Exercise prompt: Please return every line of the rows below as a JSON list of strings, one string per line, with blank lines left out.

── Input data ──

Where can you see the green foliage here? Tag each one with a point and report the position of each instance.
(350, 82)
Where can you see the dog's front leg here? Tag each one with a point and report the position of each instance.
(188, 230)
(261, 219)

───

Exercise answer:
[
  "Where can you see the green foliage here? Tag each one with a point and report the position of each instance.",
  "(350, 82)",
  "Where can you see the dog's front leg here? Tag each one with a point and report the position of each instance.",
  "(188, 230)",
  "(261, 219)"
]